Task directions:
Put every line below into a Markdown table with two columns, Row and Line, numbering the rows and leaving out any blank lines.

** begin Dataset extract **

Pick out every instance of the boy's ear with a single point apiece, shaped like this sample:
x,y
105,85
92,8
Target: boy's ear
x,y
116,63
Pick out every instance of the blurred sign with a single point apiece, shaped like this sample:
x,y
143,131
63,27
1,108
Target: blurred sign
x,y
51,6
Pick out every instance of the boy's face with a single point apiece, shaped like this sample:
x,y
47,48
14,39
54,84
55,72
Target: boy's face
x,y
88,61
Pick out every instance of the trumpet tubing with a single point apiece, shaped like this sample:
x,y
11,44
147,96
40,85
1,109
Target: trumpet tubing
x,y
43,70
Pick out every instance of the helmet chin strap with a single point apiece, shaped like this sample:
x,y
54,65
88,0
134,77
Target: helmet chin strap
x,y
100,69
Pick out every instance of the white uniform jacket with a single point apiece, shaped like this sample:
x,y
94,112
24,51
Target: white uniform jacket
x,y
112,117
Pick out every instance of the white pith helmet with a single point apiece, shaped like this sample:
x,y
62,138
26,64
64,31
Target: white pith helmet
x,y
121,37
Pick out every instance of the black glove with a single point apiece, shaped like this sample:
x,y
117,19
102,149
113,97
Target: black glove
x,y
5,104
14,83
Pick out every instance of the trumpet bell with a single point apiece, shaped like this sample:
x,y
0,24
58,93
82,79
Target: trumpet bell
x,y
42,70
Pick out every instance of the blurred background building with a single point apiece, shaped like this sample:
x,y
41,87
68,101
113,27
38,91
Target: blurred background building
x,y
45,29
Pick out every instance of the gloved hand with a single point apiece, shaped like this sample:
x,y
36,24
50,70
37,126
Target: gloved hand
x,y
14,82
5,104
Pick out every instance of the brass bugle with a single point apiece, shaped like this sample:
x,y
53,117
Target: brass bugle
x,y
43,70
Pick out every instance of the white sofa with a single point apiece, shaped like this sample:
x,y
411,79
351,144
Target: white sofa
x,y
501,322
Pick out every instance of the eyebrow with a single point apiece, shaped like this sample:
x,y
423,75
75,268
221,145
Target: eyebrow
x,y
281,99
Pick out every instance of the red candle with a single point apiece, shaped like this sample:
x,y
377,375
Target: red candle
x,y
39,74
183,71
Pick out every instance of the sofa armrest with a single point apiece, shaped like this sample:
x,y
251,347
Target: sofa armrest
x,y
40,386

** end Dataset extract **

Output:
| Row | Line |
|---|---|
| 1 | Pick out every instance of the boy's ear with a single point apiece, shaped like this sample: |
| 2 | x,y |
| 3 | 105,85 |
| 4 | 92,8 |
| 5 | Target: boy's ear |
| 6 | x,y |
| 7 | 116,63 |
| 8 | Pick out every instance of the blurred sign with a single point apiece, shaped like this sample: |
| 9 | x,y |
| 10 | 143,131 |
| 11 | 63,27 |
| 12 | 1,108 |
| 13 | Target: blurred sign |
| 14 | x,y |
| 15 | 51,6 |
| 16 | Pick out every instance of the boy's face with a single point apiece, shaped like this sample: |
| 17 | x,y |
| 18 | 47,48 |
| 19 | 14,39 |
| 20 | 54,84 |
| 21 | 55,72 |
| 22 | Target: boy's face |
| 23 | x,y |
| 24 | 88,61 |
| 25 | Pick out every instance of the trumpet tubing with a single point apiece, shaped like this sample: |
| 26 | x,y |
| 27 | 11,44 |
| 28 | 147,96 |
| 29 | 40,85 |
| 30 | 1,109 |
| 31 | Target: trumpet tubing |
| 32 | x,y |
| 33 | 43,70 |
| 34 | Pick out every instance of the helmet chin strap with a single point apiece, shaped like this sample: |
| 35 | x,y |
| 36 | 54,65 |
| 37 | 88,0 |
| 38 | 134,77 |
| 39 | Target: helmet chin strap |
| 40 | x,y |
| 41 | 100,69 |
| 42 | Pick out every instance of the white uniform jacket with a single point apiece, shaped like this sample: |
| 43 | x,y |
| 44 | 94,112 |
| 45 | 24,51 |
| 46 | Target: white uniform jacket |
| 47 | x,y |
| 48 | 112,117 |
| 49 | Pick out every instance of the white pith helmet with a single point apiece, shaped like this sample: |
| 50 | x,y |
| 51 | 62,138 |
| 52 | 26,64 |
| 53 | 64,31 |
| 54 | Target: white pith helmet |
| 55 | x,y |
| 56 | 121,37 |
| 57 | Pick out every instance of the black glove with a single point apiece, shaped like this sample: |
| 58 | x,y |
| 59 | 117,19 |
| 60 | 102,149 |
| 61 | 113,97 |
| 62 | Target: black glove |
| 63 | x,y |
| 64 | 5,104 |
| 65 | 14,83 |
| 66 | Pick out every instance of the trumpet bell with a single point apiece, shaped like this sample: |
| 67 | x,y |
| 68 | 0,24 |
| 69 | 58,93 |
| 70 | 82,79 |
| 71 | Target: trumpet bell |
| 72 | x,y |
| 73 | 42,70 |
| 74 | Pick out every instance of the blurred background building with a single point apiece, shaped like this sample: |
| 75 | x,y |
| 76 | 41,87 |
| 77 | 68,101 |
| 78 | 113,27 |
| 79 | 38,91 |
| 80 | Target: blurred background building |
| 81 | x,y |
| 82 | 45,29 |
| 83 | Pick out every instance of the gloved hand with a single point apiece, shaped like this sample: |
| 84 | x,y |
| 85 | 36,24 |
| 86 | 50,70 |
| 87 | 37,126 |
| 88 | Target: gloved hand |
| 89 | x,y |
| 90 | 14,82 |
| 91 | 5,104 |
| 92 | Pick out every instance of the brass bugle with a single point apiece, shaped like this sample: |
| 93 | x,y |
| 94 | 53,117 |
| 95 | Target: brass bugle |
| 96 | x,y |
| 97 | 43,70 |
| 98 | Pick out every instance of the white sofa with a single point apiece, shaped like this sample: |
| 99 | x,y |
| 100 | 411,79 |
| 101 | 351,144 |
| 102 | Target: white sofa |
| 103 | x,y |
| 104 | 501,322 |
| 105 | Pick out every instance of the eyebrow with a single point apiece, shaped like this sample: |
| 106 | x,y |
| 107 | 423,75 |
| 108 | 75,268 |
| 109 | 221,145 |
| 110 | Target: eyebrow |
| 111 | x,y |
| 112 | 281,99 |
| 113 | Pick out every instance of the red candle with a single point apiece, shaped like this sample: |
| 114 | x,y |
| 115 | 377,375 |
| 116 | Target: red candle |
| 117 | x,y |
| 118 | 39,74 |
| 119 | 183,71 |
| 120 | Pick out every instance of the sofa armrest with a single point apiece, shaped like this sample: |
| 121 | x,y |
| 122 | 251,347 |
| 123 | Target: sofa armrest |
| 124 | x,y |
| 125 | 40,386 |